**REQUESTS:**
**A.** According to the text on writing book marketing copy, in what state did the author come up with the single-sentence description of Daughters of Derby?
**B.** Reproduce the text on writing book marketing copy from "So your novel" up to and including "of your book.", updating "novel" to "manuscript".

**DOCUMENT SECTION:**
╭──

One of the most difficult tasks faced by an author is constructing short pieces of writing to be used in marketing their work. Whether pitching to an agent or writing suitable blurbs for the back of the book or coming up with a one sentence description of the book it’s never easy to achieve a good result. You might have spent hundreds of hours writing and redrafting your book but it’s never going to get anywhere unless you have the skill to construct pithy sentences that will sell your work in the shortest possible number of words.
So your novel is likely to have 80000 words or more and you have perhaps 100 words to describe it in blurb format that will entice people to look at the whole work. You can’t outline the plot in even general terms and anyway you wouldn’t want to give away key points. It can’t really be a linear description of events. It has to have some key element of the book that will grab a reader and make them think “Yes, I really want to read that.” There might even be a temptation to describe something that really doesn’t feature in the book in the way that cinema trailers used to do. It’s not the sort of thing that you can dash off in minutes. You’ll probably find yourself writing several different versions and even when you settle on the final version you’ll then want to write and rewrite until it says only those things that will convey the essence of your book.
When you’ve solved the blurb problem then you can wrestle with the logline problem (or you could start with this and work up to the blurb). You know how hard it was to condense your megawork into a hundred words? Now you’ve got to do it all over again only this time you get only one sentence. My guess is that it’s not just a sentence from the blurb but a whole new and tortuous problem to be solved. In the case of my book Daughters of Derby I eventually came up with that single sentence in a shamanic trance. That’s right, believe it or not, I had to resort to the mystic realms to get an answer and as it happens I was very pleased with the result.

╰──

**ENTRIES SHOWN:**

╭──

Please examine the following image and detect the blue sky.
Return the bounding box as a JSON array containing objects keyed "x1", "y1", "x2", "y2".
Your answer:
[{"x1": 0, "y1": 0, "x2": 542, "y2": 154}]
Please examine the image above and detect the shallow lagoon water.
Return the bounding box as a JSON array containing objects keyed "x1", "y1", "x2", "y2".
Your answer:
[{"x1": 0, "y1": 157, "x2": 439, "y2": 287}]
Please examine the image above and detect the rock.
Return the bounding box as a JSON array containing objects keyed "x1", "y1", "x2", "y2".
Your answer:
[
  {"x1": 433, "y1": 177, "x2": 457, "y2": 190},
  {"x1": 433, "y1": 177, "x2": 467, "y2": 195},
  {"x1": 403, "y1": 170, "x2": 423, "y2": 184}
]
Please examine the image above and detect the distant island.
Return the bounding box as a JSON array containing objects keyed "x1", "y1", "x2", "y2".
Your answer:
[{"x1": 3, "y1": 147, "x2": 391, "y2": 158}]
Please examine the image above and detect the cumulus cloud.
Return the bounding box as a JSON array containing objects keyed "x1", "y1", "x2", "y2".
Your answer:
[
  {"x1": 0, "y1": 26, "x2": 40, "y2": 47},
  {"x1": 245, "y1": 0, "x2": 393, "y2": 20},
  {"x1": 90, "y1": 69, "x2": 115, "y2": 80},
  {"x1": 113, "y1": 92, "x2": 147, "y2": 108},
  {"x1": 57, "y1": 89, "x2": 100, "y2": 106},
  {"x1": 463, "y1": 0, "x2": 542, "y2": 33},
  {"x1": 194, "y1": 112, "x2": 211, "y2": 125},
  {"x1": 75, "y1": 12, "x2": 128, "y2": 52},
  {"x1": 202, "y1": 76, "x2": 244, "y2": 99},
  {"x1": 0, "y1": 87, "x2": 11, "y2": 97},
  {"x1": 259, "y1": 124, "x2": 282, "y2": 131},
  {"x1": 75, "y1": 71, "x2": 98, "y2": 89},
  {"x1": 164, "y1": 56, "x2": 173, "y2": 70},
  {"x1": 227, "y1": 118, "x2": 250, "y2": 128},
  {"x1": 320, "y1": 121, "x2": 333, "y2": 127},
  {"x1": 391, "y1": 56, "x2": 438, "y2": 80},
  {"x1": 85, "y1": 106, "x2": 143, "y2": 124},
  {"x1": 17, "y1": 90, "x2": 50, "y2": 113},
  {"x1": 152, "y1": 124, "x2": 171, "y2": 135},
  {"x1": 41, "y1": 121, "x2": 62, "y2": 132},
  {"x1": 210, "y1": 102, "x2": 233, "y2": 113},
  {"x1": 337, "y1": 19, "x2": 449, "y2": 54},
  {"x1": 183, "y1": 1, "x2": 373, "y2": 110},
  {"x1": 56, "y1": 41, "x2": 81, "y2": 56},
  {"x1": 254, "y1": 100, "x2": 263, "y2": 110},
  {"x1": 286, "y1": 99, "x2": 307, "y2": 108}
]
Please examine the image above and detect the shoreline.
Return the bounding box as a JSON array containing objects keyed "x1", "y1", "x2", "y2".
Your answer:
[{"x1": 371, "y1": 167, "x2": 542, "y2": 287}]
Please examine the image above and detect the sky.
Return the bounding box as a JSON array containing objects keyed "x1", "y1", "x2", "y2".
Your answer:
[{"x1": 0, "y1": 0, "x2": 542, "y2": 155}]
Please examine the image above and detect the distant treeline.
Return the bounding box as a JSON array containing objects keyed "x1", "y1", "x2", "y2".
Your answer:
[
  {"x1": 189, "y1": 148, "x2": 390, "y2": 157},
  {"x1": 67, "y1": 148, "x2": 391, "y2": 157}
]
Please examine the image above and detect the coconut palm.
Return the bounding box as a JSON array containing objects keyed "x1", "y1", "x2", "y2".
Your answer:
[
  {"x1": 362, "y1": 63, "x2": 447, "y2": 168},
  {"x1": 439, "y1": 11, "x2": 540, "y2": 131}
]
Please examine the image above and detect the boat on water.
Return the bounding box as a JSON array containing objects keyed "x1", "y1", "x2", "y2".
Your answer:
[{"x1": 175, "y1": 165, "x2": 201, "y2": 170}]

╰──

**ANSWERS TO THE EXERCISE:**
**A.** In a shamanic trance.

**B.**
So your manuscript is likely to have 80000 words or more and you have perhaps 100 words to describe it in blurb format that will entice people to look at the whole work. You can’t outline the plot in even general terms and anyway you wouldn’t want to give away key points. It can’t really be a linear description of events. It has to have some key element of the book that will grab a reader and make them think “Yes, I really want to read that.” There might even be a temptation to describe something that really doesn’t feature in the book in the way that cinema trailers used to do. It’s not the sort of thing that you can dash off in minutes. You’ll probably find yourself writing several different versions and even when you settle on the final version you’ll then want to write and rewrite until it says only those things that will convey the essence of your book.